Description of the task: Determine how many of the lines below contain the word "above", and state only that number.

Material for this task:
-------------------------
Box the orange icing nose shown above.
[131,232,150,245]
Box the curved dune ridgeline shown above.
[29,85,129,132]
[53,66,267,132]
-------------------------
Result of the task: 2